What you have to do: Could you output the lines below word for word, starting at the first line and ending at the line that contains "box: [52, 41, 98, 280]", with the pictures left out?

Segmentation mask data:
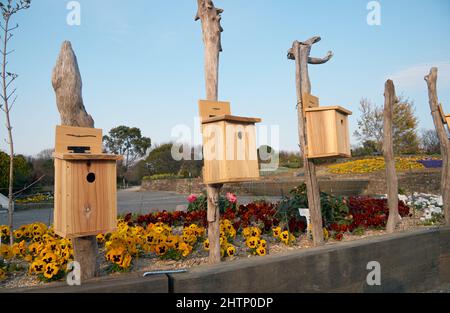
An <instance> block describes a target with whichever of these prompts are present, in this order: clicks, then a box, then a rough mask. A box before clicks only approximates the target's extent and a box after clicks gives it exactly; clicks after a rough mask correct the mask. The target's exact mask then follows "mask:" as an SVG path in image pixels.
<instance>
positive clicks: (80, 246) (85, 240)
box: [52, 41, 98, 280]
mask: <svg viewBox="0 0 450 313" xmlns="http://www.w3.org/2000/svg"><path fill="white" fill-rule="evenodd" d="M52 85H53V89H54V90H55V94H56V104H57V106H58V110H59V114H60V116H61V124H62V125H66V126H78V127H89V128H93V127H94V120H93V119H92V117H91V116H90V115H89V114H87V112H86V109H85V107H84V104H83V97H82V81H81V75H80V70H79V68H78V62H77V57H76V56H75V53H74V51H73V49H72V45H71V43H70V42H69V41H65V42H63V44H62V47H61V52H60V54H59V57H58V60H57V62H56V66H55V68H54V69H53V74H52ZM72 243H73V249H74V256H75V261H77V262H79V263H80V266H81V279H82V280H86V279H89V278H92V277H94V276H95V275H96V274H97V272H98V264H97V255H98V246H97V239H96V236H86V237H80V238H74V239H72Z"/></svg>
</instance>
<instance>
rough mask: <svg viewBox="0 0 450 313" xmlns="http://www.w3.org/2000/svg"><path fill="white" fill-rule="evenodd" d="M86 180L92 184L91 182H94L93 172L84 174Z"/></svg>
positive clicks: (94, 175)
mask: <svg viewBox="0 0 450 313" xmlns="http://www.w3.org/2000/svg"><path fill="white" fill-rule="evenodd" d="M86 180H87V181H88V183H90V184H92V183H93V182H95V174H94V173H89V174H88V175H87V176H86Z"/></svg>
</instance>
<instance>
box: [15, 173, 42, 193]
mask: <svg viewBox="0 0 450 313" xmlns="http://www.w3.org/2000/svg"><path fill="white" fill-rule="evenodd" d="M44 177H45V175H42V176H41V177H39V178H38V179H36V180H35V181H34V182H32V183H31V184H29V185H28V186H26V187H25V188H23V189H21V190H19V191H16V192H15V193H13V196H14V197H16V196H17V195H19V194H21V193H22V192H24V191H27V190H28V189H30V188H31V187H33V186H34V185H36V184H37V183H38V182H40V181H41V180H42V179H44Z"/></svg>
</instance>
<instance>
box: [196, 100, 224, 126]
mask: <svg viewBox="0 0 450 313" xmlns="http://www.w3.org/2000/svg"><path fill="white" fill-rule="evenodd" d="M198 108H199V112H200V121H204V120H206V119H209V118H211V117H216V116H221V115H231V109H230V102H221V101H207V100H200V101H199V102H198Z"/></svg>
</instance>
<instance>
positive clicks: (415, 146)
mask: <svg viewBox="0 0 450 313" xmlns="http://www.w3.org/2000/svg"><path fill="white" fill-rule="evenodd" d="M414 113H415V108H414V102H412V101H410V100H409V99H407V98H404V97H401V96H400V97H398V102H396V103H395V105H394V115H393V124H394V133H393V136H394V151H395V152H396V153H397V154H416V153H418V152H419V137H418V135H417V126H418V124H419V122H418V120H417V117H416V116H415V115H414Z"/></svg>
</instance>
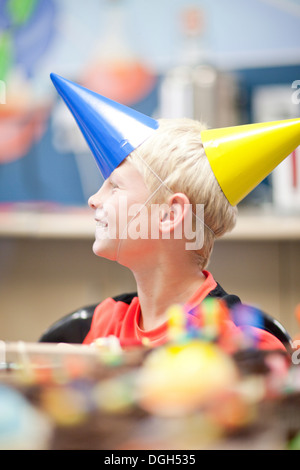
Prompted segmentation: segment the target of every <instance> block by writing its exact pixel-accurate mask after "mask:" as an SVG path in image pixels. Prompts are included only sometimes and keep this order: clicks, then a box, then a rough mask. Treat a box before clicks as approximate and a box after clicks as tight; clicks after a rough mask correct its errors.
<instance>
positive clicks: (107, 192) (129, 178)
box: [89, 160, 150, 260]
mask: <svg viewBox="0 0 300 470" xmlns="http://www.w3.org/2000/svg"><path fill="white" fill-rule="evenodd" d="M149 196H150V192H149V190H148V188H147V187H146V185H145V183H144V179H143V177H142V175H141V174H140V172H139V171H138V170H137V169H136V168H135V167H134V166H133V165H132V164H131V163H130V162H129V161H127V160H125V161H124V162H123V163H122V164H121V165H119V167H118V168H116V169H115V170H114V171H113V173H112V174H111V175H110V177H109V178H108V179H107V180H105V182H104V183H103V185H102V187H101V188H100V189H99V191H98V192H97V193H96V194H94V195H93V196H91V197H90V199H89V206H90V207H91V208H92V209H94V210H95V221H96V230H95V242H94V245H93V251H94V253H95V254H96V255H98V256H103V257H105V258H108V259H113V260H118V256H119V254H120V245H121V244H122V254H123V251H124V250H123V248H124V249H126V251H127V250H128V249H129V250H131V249H132V243H130V236H128V228H129V226H130V221H131V220H132V219H133V218H134V213H136V212H138V208H139V207H140V208H141V207H143V205H144V204H145V202H146V201H147V199H148V198H149ZM132 209H134V213H133V212H132ZM147 213H148V212H147ZM145 222H146V221H145ZM136 241H137V240H133V242H134V243H135V244H136Z"/></svg>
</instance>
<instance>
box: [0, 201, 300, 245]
mask: <svg viewBox="0 0 300 470" xmlns="http://www.w3.org/2000/svg"><path fill="white" fill-rule="evenodd" d="M94 232H95V221H94V219H93V213H92V211H91V210H90V209H89V208H77V207H71V208H69V207H67V208H61V207H59V208H56V207H55V208H54V209H44V208H37V209H32V208H23V209H20V208H11V207H4V208H3V209H1V208H0V237H2V238H7V237H9V238H24V237H26V238H50V239H51V238H52V239H78V240H80V239H88V240H90V239H93V237H94ZM222 240H300V214H290V215H283V214H279V213H276V212H274V211H273V210H270V209H268V210H266V209H264V210H261V209H256V210H254V209H251V210H248V209H244V208H243V209H240V210H239V216H238V221H237V225H236V227H235V228H234V230H233V231H232V232H231V233H228V234H226V235H225V236H224V237H223V238H222Z"/></svg>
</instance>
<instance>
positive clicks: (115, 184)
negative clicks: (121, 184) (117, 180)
mask: <svg viewBox="0 0 300 470" xmlns="http://www.w3.org/2000/svg"><path fill="white" fill-rule="evenodd" d="M110 185H111V187H112V189H117V188H118V187H119V186H118V185H117V184H116V183H114V182H113V181H110Z"/></svg>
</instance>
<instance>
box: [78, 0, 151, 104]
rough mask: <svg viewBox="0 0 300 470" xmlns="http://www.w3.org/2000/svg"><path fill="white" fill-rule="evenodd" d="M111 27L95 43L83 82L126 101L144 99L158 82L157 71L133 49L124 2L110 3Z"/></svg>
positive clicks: (108, 15) (122, 100) (86, 86)
mask: <svg viewBox="0 0 300 470" xmlns="http://www.w3.org/2000/svg"><path fill="white" fill-rule="evenodd" d="M109 4H110V11H109V15H108V20H107V25H108V26H107V29H106V30H105V31H104V33H103V34H102V35H101V38H100V40H98V41H97V43H96V45H95V46H94V51H93V53H92V56H91V58H90V59H89V61H88V64H87V66H86V67H85V69H84V71H83V74H82V79H81V83H82V84H83V85H84V86H85V87H87V88H89V89H91V90H93V91H95V92H96V93H100V94H102V95H105V96H106V97H107V98H110V99H112V100H114V101H118V102H120V103H122V104H126V105H133V104H135V103H138V102H139V101H141V100H142V99H144V98H145V97H146V96H147V95H148V94H149V93H150V92H151V90H152V89H153V88H154V86H155V84H156V75H155V72H154V71H153V70H152V69H151V68H150V66H148V65H147V63H146V61H144V60H141V59H140V58H139V57H137V56H136V55H135V54H134V52H133V51H132V49H131V48H130V45H129V42H128V40H127V34H126V31H125V28H126V27H127V25H126V22H125V11H126V10H125V8H124V6H123V2H121V1H113V2H111V1H110V2H109Z"/></svg>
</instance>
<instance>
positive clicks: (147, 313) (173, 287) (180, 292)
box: [134, 262, 206, 330]
mask: <svg viewBox="0 0 300 470" xmlns="http://www.w3.org/2000/svg"><path fill="white" fill-rule="evenodd" d="M134 276H135V279H136V283H137V291H138V296H139V301H140V305H141V316H140V324H139V327H140V328H141V329H143V330H151V329H153V328H156V327H158V326H159V325H161V324H162V323H164V322H165V321H166V320H167V316H166V311H167V309H168V308H169V307H170V306H171V305H174V304H176V303H178V304H184V303H186V302H187V301H188V300H189V299H190V298H191V297H192V295H193V294H194V293H195V292H196V290H197V289H199V287H200V286H201V285H202V284H203V282H204V281H205V279H206V278H205V276H204V274H203V273H202V271H201V270H200V269H199V268H198V267H197V266H195V264H191V265H187V264H185V265H184V266H182V265H181V264H180V263H177V264H176V262H173V263H172V264H166V263H165V264H158V265H156V266H154V267H153V268H152V269H151V271H147V270H144V271H143V272H139V273H134Z"/></svg>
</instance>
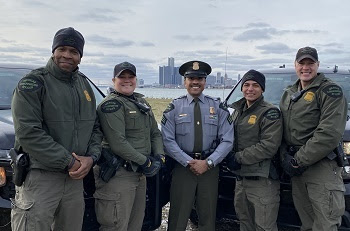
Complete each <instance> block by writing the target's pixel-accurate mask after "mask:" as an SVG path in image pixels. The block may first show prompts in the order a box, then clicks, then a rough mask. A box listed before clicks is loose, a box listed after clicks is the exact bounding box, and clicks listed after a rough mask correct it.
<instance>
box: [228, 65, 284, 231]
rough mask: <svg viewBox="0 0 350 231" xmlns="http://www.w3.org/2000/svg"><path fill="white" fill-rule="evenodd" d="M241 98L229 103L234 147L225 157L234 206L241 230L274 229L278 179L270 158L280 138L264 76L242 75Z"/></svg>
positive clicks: (277, 213) (276, 199)
mask: <svg viewBox="0 0 350 231" xmlns="http://www.w3.org/2000/svg"><path fill="white" fill-rule="evenodd" d="M241 90H242V93H243V96H244V98H242V99H240V100H239V101H237V102H235V103H233V104H232V105H231V107H232V108H233V109H234V111H233V114H232V118H233V121H234V122H233V123H234V131H235V142H234V150H233V152H232V153H230V154H229V156H228V157H227V166H228V168H229V169H230V170H231V171H233V172H234V173H235V174H236V188H235V197H234V206H235V211H236V213H237V216H238V218H239V221H240V230H241V231H252V230H257V231H258V230H271V231H277V230H278V229H277V224H276V220H277V214H278V208H279V201H280V196H279V195H280V192H279V190H280V182H279V175H278V174H277V171H276V167H275V165H274V163H273V161H272V159H273V158H275V155H276V153H277V150H278V148H279V146H280V144H281V139H282V117H281V115H280V111H279V110H278V108H276V107H275V106H273V105H272V104H270V103H268V102H266V101H264V96H263V95H262V93H263V92H264V91H265V76H264V75H263V74H262V73H260V72H258V71H255V70H250V71H248V72H247V73H245V74H244V76H243V78H242V85H241Z"/></svg>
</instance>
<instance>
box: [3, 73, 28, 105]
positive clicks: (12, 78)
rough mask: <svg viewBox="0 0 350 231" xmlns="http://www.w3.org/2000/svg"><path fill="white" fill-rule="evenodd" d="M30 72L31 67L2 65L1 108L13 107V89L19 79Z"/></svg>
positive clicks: (16, 84) (17, 81) (17, 82)
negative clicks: (11, 104) (22, 68)
mask: <svg viewBox="0 0 350 231" xmlns="http://www.w3.org/2000/svg"><path fill="white" fill-rule="evenodd" d="M29 72H30V70H29V69H18V68H2V67H0V109H9V108H11V99H12V93H13V90H14V89H15V87H16V86H17V83H18V82H19V80H20V79H21V78H22V77H23V76H24V75H26V74H27V73H29Z"/></svg>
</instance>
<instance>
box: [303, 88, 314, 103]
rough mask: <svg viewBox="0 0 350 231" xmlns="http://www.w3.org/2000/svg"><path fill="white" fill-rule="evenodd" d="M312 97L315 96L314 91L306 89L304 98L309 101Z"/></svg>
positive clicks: (312, 97)
mask: <svg viewBox="0 0 350 231" xmlns="http://www.w3.org/2000/svg"><path fill="white" fill-rule="evenodd" d="M314 97H315V93H313V92H311V91H308V92H307V93H306V95H305V96H304V99H305V100H306V101H308V102H311V101H313V100H314Z"/></svg>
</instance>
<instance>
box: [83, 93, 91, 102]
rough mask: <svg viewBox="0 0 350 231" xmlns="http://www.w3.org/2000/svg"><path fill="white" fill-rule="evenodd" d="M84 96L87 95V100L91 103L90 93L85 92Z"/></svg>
mask: <svg viewBox="0 0 350 231" xmlns="http://www.w3.org/2000/svg"><path fill="white" fill-rule="evenodd" d="M84 94H85V97H86V100H87V101H91V97H90V95H89V93H88V92H87V90H84Z"/></svg>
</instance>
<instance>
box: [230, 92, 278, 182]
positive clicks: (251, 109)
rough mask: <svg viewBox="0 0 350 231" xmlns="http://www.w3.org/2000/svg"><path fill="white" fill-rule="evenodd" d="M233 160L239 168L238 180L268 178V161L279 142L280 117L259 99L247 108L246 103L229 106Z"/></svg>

Response for this exercise:
An <instance> block describes a target with whichever of these prompts are present, in this order: clicks, then a box, then a rough mask. A box before clicks only approximates the target's extent and a box after clicks gives it exactly; clicks after a rough mask correct the mask. The target's exact mask then follows "mask:" as an SVG path in image pixels.
<instance>
positive clicks: (80, 246) (85, 240)
box: [52, 41, 98, 280]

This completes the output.